── Supplied passage ──
A Twelve Percenter image

A Twelve Percenter

Apparently I’m one of the twelve percent: three years on since the first lockdown was imposed only twelve percent of the British population strongly agree with the statement, “In retrospect, lockdowns were a mistake.”

I am part of the “dissenting minority” who, “Have had to grapple with the possibility that, through panic and philosophical confusion, our governing class contrived to make a bad situation much worse.”

If you’re part of the majority can you,

Imagine living with the sense that the manifold evils of the lockdowns that we all now know — ripping up centuries-old traditions of freedom, interrupting a generation’s education, hastening the decline into decrepitude for millions of older people, destroying businesses and our health service, dividing families, saddling our economies with debt, fostering fear and alienation, attacking all the best things in life — needn’t have happened for anything like so long, if at all?

And I was sceptical right from the beginning about it needing to happen at all. This seemed clear from what happened aboard the Diamond Princess, which on February 20th, 2020, contained half the known cases of covid globally, outside China. 3,711 passengers and crew (median age of passengers, 69). 712 infections. 13 deaths. Not good, but not the end of the world.

Despite the evidence, then and much more since, that lockdown was A Bad Thing the majority of people still consider it a good thing, with many thinking we didn’t lockdown enough. Extraordinary.

Being in a minority is often challenging, but then I’ve spent my whole life holding to minority positions. I’m a Christian, and an evangelical, generally Calvinistic, one at that. A minority thrice over! A far smaller minority than twelve percent. Twelve percent would look like winning!

Being in a minority is uncomfortable. It feels like being constantly buffeted – of always walking into a strong wind. But, as Andrew wrote a few months before the pandemic, “intransigent minorities” can have incredible power for social change.

I tried not to be too intransigent about lockdowns (though some readers of Think thought me too intransigent by far). I was pastoring a church in which most of our members agreed with the general lockdown narrative: it was more important for me to pastor them than to precipitate divisions. I would contend that those of us who were sceptical read the data and projected the outcomes more sensibly than the lockdown zealots, but no one really knew how the pandemic would pan out, or what effect non-pharmaceutical interventions would have.

But I do want to be intransigent about my spiritual convictions. I don’t want to look back at the end of my life knowing I conceded ground where I should have stood firm. What happened during the pandemic was hugely important – people either died or didn’t because of the measures that were taken – but it wasn’t ultimate. The gospel of Jesus Christ is ultimate. It is the good news for all peoples. Believing that makes life uncomfortable at times but I’m happy to walk into that wind, believing the power of the gospel to change lives. Number me amongst the intransigent minority!
───
── Recorded information ──
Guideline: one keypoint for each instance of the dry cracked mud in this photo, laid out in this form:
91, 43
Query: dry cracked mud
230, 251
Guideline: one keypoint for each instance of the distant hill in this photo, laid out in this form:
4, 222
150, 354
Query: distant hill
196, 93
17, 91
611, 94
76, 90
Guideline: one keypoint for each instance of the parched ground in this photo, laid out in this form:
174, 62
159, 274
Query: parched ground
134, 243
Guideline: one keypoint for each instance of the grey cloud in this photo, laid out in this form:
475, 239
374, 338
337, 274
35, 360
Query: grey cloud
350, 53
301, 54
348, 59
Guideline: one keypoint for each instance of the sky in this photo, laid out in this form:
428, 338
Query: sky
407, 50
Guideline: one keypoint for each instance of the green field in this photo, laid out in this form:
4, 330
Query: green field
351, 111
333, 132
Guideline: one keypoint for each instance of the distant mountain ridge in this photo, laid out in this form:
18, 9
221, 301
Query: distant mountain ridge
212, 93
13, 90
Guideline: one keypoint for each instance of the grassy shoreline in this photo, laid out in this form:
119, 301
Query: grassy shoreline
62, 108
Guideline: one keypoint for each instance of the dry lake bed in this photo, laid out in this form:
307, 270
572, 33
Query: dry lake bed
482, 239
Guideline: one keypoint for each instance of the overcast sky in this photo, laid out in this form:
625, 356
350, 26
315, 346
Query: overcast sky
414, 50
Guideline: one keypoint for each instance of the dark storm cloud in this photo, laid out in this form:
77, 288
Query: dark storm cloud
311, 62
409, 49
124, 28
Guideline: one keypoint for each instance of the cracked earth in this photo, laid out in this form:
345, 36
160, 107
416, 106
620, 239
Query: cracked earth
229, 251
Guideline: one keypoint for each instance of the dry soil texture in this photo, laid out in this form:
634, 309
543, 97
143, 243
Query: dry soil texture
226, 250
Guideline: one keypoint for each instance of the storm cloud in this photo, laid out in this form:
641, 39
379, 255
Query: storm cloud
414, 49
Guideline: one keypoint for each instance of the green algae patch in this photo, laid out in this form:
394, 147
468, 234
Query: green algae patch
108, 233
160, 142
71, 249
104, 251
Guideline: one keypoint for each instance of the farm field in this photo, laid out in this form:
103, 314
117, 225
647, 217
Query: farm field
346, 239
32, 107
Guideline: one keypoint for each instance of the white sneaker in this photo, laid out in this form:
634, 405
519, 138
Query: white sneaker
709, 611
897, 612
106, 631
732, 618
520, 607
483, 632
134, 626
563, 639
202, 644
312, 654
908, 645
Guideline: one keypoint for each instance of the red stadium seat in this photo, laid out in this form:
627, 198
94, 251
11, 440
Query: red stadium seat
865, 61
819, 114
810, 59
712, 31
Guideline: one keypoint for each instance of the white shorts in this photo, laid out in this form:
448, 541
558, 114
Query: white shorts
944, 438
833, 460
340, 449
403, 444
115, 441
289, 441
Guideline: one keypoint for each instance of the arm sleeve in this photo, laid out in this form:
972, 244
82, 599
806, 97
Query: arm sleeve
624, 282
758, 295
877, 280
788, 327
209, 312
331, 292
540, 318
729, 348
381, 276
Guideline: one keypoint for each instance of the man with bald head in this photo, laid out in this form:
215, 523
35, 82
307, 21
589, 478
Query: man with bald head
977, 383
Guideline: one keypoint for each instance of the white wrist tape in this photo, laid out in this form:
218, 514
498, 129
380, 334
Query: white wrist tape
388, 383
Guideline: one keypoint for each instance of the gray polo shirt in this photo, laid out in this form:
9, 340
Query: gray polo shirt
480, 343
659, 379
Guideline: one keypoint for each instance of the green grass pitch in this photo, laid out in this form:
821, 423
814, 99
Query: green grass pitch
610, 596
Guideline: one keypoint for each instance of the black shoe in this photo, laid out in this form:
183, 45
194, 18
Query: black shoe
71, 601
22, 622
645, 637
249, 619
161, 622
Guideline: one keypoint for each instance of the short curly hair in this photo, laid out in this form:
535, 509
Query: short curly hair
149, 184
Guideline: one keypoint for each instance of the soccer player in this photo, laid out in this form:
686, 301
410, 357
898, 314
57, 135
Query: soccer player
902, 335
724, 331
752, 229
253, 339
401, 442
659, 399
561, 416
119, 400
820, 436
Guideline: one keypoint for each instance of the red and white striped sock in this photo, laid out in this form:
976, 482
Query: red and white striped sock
───
Which evils of the lockdowns does the lockdown essay list in its passage beginning "Imagine living with the sense"? Rely on the lockdown essay alone.

# Answer to the problem
- Ripping up centuries-old traditions of freedom
- Interrupting a generation's education
- Hastening the decline into decrepitude for millions of older people
- Destroying businesses and our health service
- Dividing families
- Saddling our economies with debt
- Fostering fear and alienation
- Attacking all the best things in life